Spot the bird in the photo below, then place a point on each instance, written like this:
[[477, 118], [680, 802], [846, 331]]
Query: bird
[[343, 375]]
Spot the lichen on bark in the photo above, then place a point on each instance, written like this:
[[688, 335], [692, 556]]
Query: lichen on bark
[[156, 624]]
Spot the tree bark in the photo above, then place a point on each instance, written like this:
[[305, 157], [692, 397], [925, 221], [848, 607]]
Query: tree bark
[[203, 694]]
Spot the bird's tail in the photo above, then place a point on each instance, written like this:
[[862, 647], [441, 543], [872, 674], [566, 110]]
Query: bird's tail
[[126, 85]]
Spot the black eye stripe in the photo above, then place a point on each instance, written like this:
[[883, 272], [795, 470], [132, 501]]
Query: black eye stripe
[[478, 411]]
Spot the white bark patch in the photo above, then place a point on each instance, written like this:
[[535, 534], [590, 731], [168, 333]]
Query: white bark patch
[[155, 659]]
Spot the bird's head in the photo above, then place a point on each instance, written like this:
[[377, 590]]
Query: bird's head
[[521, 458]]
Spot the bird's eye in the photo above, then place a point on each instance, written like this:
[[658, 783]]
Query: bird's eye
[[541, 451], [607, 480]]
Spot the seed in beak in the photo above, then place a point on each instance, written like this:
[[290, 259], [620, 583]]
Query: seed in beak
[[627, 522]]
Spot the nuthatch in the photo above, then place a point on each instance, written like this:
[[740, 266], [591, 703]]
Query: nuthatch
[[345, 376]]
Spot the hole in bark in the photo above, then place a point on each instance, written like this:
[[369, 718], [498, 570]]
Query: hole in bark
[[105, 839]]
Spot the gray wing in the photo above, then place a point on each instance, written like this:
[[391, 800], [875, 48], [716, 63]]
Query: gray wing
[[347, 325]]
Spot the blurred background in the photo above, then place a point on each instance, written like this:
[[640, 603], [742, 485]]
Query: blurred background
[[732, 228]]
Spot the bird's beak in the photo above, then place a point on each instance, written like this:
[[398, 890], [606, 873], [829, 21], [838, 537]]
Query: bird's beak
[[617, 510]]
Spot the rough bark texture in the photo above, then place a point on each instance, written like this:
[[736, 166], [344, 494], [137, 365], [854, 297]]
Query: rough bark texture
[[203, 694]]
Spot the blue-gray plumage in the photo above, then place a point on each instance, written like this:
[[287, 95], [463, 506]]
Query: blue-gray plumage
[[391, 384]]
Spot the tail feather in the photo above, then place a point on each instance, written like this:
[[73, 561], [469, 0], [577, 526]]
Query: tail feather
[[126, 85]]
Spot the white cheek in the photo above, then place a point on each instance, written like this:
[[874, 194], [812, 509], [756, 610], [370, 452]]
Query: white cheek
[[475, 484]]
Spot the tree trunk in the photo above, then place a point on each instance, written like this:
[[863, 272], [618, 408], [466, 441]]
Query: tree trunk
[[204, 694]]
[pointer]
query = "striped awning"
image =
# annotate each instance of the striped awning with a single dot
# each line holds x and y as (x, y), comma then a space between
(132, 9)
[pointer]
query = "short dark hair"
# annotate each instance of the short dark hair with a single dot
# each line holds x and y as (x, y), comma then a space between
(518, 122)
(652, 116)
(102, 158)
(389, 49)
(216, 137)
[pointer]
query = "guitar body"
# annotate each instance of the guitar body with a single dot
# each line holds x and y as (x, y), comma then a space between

**EXERCISE INSTRUCTIONS:** Exactly as they appear, retype the lines from the start of the records through the line containing "[[688, 335], [692, 556]]".

**EXERCISE RESULT:**
Spot the bird in the photo below, then place a point on each instance, written like this:
[[477, 118], [680, 802], [846, 331]]
Query: bird
[[343, 375]]
Spot the lichen on bark in the photo above, then place a point on each instance, written like this:
[[688, 335], [692, 556]]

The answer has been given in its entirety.